Object pointing dataset rows:

┌──

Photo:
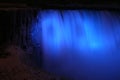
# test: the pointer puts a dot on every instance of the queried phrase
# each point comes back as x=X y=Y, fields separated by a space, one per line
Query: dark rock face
x=11 y=67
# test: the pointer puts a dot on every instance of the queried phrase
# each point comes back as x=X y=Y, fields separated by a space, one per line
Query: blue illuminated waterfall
x=71 y=38
x=74 y=29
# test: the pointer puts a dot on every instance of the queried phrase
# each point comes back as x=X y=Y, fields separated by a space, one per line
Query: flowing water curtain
x=82 y=29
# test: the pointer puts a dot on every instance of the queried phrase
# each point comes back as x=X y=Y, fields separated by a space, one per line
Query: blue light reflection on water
x=72 y=38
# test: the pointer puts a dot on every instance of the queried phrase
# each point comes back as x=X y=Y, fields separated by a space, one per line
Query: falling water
x=81 y=44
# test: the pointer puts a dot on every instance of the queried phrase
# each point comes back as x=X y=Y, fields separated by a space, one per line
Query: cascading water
x=79 y=43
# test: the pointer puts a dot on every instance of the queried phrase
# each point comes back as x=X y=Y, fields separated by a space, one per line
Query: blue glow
x=73 y=35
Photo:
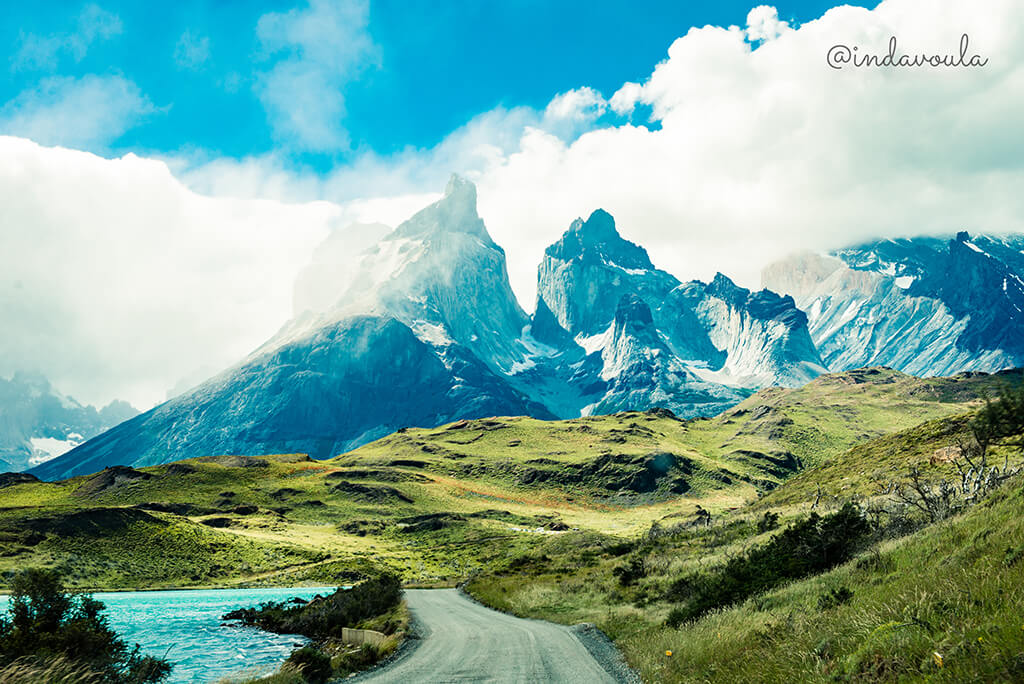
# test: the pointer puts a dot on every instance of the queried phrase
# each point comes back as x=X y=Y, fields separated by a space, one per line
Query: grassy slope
x=935 y=591
x=496 y=485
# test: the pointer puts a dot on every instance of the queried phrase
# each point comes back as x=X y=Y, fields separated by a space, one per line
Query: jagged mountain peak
x=598 y=240
x=633 y=313
x=925 y=305
x=454 y=213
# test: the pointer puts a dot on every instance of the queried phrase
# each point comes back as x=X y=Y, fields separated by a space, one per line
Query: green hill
x=437 y=505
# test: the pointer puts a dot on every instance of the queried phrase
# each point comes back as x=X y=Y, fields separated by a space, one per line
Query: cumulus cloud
x=116 y=281
x=88 y=112
x=92 y=24
x=763 y=24
x=756 y=146
x=314 y=52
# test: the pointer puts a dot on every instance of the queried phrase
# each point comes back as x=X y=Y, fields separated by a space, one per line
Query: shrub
x=325 y=616
x=834 y=598
x=630 y=572
x=768 y=522
x=312 y=664
x=47 y=626
x=811 y=546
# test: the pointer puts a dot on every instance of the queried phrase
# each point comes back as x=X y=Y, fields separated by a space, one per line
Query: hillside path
x=462 y=641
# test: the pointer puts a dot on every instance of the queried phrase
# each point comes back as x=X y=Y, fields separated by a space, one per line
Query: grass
x=501 y=487
x=591 y=520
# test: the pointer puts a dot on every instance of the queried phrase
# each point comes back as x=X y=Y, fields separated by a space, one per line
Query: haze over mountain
x=928 y=306
x=422 y=328
x=37 y=423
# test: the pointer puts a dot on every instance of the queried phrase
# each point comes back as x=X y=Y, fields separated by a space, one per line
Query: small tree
x=45 y=623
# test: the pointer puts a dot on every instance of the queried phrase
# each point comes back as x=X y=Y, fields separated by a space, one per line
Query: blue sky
x=715 y=133
x=406 y=72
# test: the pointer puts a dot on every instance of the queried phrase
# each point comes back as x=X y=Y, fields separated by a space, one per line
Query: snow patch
x=430 y=333
x=904 y=282
x=45 y=449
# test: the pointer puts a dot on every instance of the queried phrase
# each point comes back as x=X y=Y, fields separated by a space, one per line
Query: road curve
x=462 y=641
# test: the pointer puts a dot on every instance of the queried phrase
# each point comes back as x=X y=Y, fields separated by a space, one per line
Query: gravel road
x=460 y=640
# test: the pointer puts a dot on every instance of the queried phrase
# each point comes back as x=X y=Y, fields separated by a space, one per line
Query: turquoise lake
x=185 y=625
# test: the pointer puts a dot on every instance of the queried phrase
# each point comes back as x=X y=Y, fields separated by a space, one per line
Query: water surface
x=184 y=626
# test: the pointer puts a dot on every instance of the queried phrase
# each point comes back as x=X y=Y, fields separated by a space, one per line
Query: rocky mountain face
x=422 y=328
x=407 y=342
x=927 y=306
x=37 y=423
x=692 y=347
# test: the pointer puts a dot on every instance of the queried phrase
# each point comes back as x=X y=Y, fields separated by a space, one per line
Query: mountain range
x=37 y=423
x=422 y=328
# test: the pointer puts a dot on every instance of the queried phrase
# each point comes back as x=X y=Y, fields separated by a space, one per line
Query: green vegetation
x=49 y=632
x=806 y=547
x=324 y=617
x=915 y=600
x=740 y=543
x=374 y=604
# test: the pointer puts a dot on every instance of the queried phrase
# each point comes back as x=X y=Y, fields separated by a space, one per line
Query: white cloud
x=192 y=50
x=90 y=112
x=754 y=152
x=763 y=24
x=43 y=52
x=116 y=281
x=314 y=52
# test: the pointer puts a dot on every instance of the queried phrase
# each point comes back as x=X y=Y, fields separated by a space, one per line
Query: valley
x=586 y=520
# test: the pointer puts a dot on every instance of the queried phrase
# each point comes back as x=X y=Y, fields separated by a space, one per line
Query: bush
x=768 y=522
x=834 y=598
x=325 y=616
x=312 y=664
x=808 y=547
x=630 y=572
x=45 y=625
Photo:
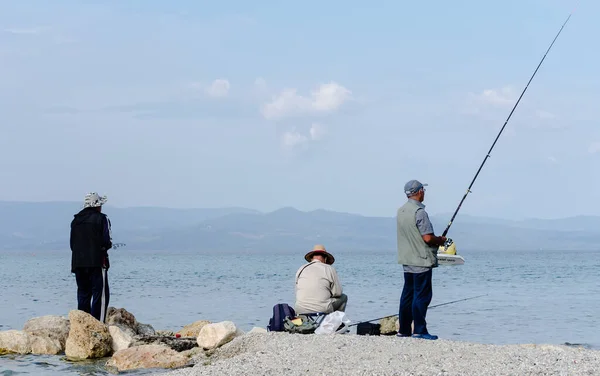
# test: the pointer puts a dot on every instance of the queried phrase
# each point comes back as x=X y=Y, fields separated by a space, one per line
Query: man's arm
x=336 y=285
x=426 y=229
x=106 y=233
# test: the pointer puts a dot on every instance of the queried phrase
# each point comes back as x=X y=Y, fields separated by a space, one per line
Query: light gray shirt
x=425 y=227
x=317 y=286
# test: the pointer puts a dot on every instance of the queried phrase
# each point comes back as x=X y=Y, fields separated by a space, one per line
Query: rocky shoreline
x=206 y=348
x=125 y=343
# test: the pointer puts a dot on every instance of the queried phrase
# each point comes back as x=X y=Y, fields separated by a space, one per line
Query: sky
x=270 y=104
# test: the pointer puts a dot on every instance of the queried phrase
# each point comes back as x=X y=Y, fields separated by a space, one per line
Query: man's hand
x=434 y=240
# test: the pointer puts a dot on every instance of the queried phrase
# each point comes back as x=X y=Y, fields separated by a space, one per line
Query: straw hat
x=320 y=249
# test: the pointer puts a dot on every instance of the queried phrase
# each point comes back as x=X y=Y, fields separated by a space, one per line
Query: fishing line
x=433 y=306
x=506 y=122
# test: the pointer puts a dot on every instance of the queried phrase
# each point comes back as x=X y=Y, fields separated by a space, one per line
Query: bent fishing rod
x=434 y=306
x=502 y=129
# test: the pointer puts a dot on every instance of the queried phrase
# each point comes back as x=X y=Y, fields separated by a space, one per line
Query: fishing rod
x=502 y=129
x=434 y=306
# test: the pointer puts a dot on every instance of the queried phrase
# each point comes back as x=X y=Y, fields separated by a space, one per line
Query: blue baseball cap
x=413 y=187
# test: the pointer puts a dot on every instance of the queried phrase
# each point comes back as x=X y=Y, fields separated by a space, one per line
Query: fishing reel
x=448 y=243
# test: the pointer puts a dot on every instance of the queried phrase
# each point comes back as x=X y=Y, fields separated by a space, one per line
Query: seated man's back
x=318 y=288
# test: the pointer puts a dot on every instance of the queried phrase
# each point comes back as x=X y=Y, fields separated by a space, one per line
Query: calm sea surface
x=533 y=297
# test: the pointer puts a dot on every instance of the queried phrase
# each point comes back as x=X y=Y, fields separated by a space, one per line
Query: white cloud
x=325 y=98
x=219 y=88
x=594 y=148
x=503 y=97
x=544 y=114
x=317 y=132
x=292 y=139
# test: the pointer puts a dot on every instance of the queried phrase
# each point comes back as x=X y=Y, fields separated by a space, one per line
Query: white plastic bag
x=331 y=323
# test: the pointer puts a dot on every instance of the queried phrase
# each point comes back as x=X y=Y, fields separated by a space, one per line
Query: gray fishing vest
x=412 y=249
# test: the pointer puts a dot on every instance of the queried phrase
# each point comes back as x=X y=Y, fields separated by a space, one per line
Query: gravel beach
x=296 y=354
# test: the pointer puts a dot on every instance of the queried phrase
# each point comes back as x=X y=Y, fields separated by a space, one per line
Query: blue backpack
x=280 y=312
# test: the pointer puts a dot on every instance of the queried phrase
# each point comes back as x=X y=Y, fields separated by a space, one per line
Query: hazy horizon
x=461 y=212
x=321 y=105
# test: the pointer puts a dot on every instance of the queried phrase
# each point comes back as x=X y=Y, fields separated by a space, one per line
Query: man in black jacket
x=90 y=242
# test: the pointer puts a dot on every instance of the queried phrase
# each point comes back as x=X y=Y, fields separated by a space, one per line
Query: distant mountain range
x=45 y=226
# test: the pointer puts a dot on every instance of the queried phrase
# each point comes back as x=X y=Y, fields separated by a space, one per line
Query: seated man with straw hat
x=318 y=287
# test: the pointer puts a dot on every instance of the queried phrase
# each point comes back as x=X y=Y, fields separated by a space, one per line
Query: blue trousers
x=92 y=291
x=416 y=296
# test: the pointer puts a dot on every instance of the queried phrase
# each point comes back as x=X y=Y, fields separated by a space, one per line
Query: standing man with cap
x=318 y=287
x=90 y=241
x=417 y=252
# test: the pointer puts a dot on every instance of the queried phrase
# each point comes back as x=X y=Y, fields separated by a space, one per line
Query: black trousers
x=93 y=293
x=416 y=296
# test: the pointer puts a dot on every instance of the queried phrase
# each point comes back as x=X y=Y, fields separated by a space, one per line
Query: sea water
x=532 y=296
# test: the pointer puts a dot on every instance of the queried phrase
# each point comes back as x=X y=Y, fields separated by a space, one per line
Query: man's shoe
x=425 y=336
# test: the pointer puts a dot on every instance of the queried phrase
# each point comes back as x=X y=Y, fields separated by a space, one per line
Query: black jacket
x=90 y=239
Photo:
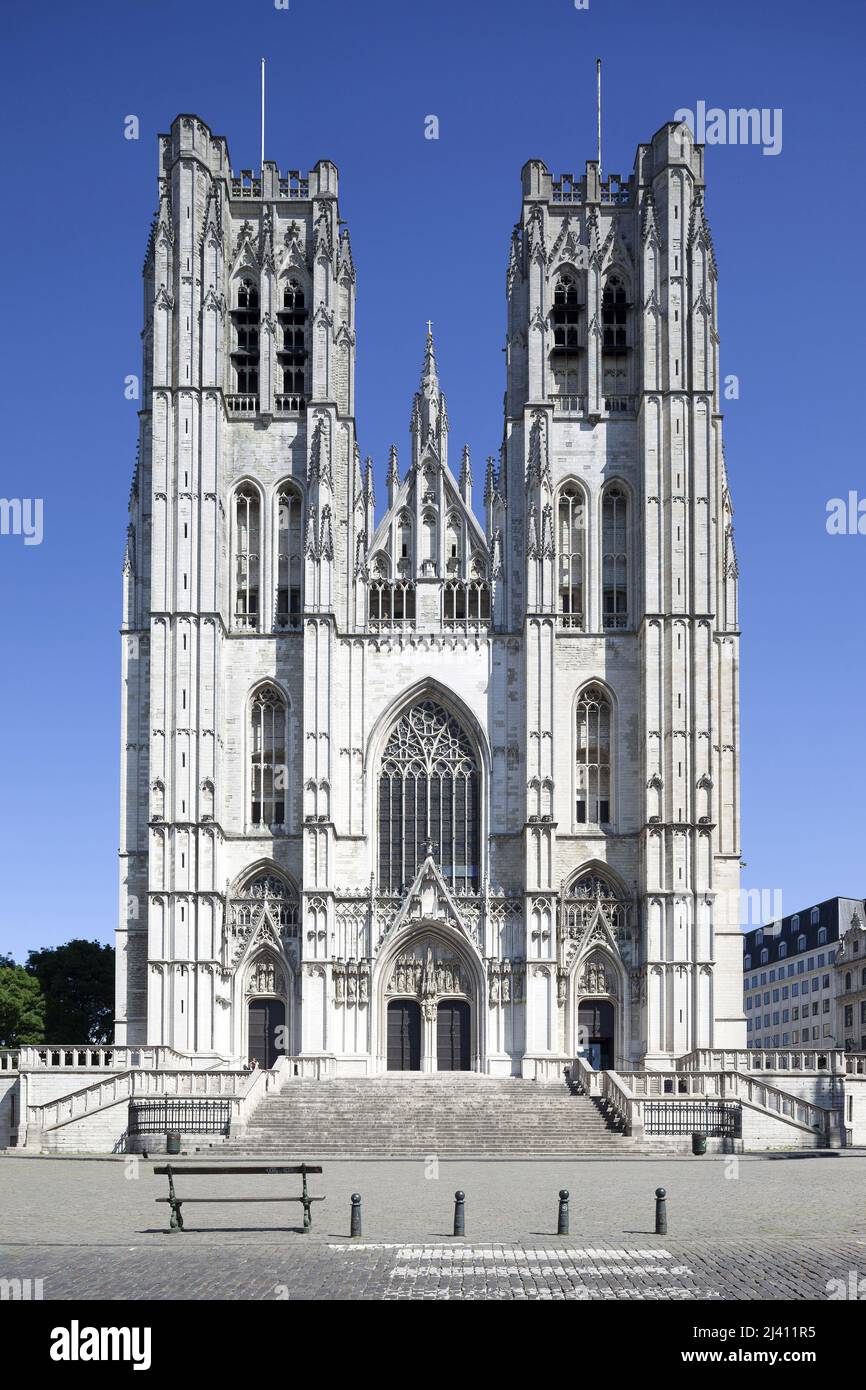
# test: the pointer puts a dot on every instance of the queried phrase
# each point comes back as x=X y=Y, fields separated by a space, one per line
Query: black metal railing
x=716 y=1119
x=189 y=1116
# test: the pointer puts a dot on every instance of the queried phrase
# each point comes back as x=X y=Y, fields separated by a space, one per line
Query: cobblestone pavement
x=762 y=1229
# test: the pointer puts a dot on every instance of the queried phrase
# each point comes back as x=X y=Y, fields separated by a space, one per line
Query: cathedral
x=431 y=786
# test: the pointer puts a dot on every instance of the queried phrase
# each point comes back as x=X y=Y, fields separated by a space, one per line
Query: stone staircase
x=413 y=1116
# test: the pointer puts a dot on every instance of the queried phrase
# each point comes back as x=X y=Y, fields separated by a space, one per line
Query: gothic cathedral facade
x=413 y=791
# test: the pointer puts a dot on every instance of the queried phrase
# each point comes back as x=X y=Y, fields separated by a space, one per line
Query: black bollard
x=459 y=1214
x=562 y=1225
x=660 y=1212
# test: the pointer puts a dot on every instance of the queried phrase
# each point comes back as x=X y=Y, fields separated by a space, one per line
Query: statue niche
x=426 y=972
x=598 y=976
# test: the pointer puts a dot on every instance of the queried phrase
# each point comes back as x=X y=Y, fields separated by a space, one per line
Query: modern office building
x=790 y=977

└──

- _JOB_
Rewrite the entries from the start of the entries through the line that contains "x=437 y=505", replacing "Query" with "Search" and changing nothing else, and omit the pictures.

- _REPLY TO THE TASK_
Photo:
# test: the pointer puts a dot on every instance of the queried phrase
# each point comes back as x=X y=Y, fields separated by a space, one per line
Search: dark rock face
x=11 y=67
# test: the pointer puts a dot on every instance of the queried phrase
# each point comes back as x=X y=Y, fields separated by a space, one per line
Search: blue illuminated waterfall
x=71 y=38
x=74 y=29
# test: the pointer puts a dot on every instance of the queried phrase
# each point comes back as x=X y=Y, fields separated by a space, one per line
Search: flowing water curtain
x=82 y=29
# test: the pointer puts a dot on every instance of the queried phrase
# each point comes back as x=X y=Y, fields separated by a space, one per line
Search: blue light reflection on water
x=72 y=38
# test: the pointer puts a dot on every instance of the queried phrase
# each point comes back as x=X y=Y, fields separated by a space, one per line
Search: falling water
x=81 y=44
# test: the pointer puts a dot on every instance of the queried phrase
# each point comes back as x=X y=Y, fields separated by a space, one per line
Search: cascading water
x=79 y=43
# test: the pointer puts a dot on every instance of the queried phrase
# each point comes back as x=X y=Y, fields separated by a space, one per line
Search: blue glow
x=73 y=35
Photo:
# test: the pointer puts a dot on every instance of the queried phrase
# each point comes back as x=X y=Y, fields separated by a space, one per line
Search: grassy slope
x=935 y=591
x=496 y=485
# test: the pointer puts a dot on every instance of the queried phrase
# each point comes back as x=X y=Y, fields separated by a space, one per line
Search: jagged mountain peak
x=598 y=240
x=633 y=313
x=925 y=305
x=454 y=213
# test: the pointer puts a dot on every instance of the queried phrase
# each point comes back as x=X y=Y, fields separated by a space, one per line
Search: green hill
x=437 y=505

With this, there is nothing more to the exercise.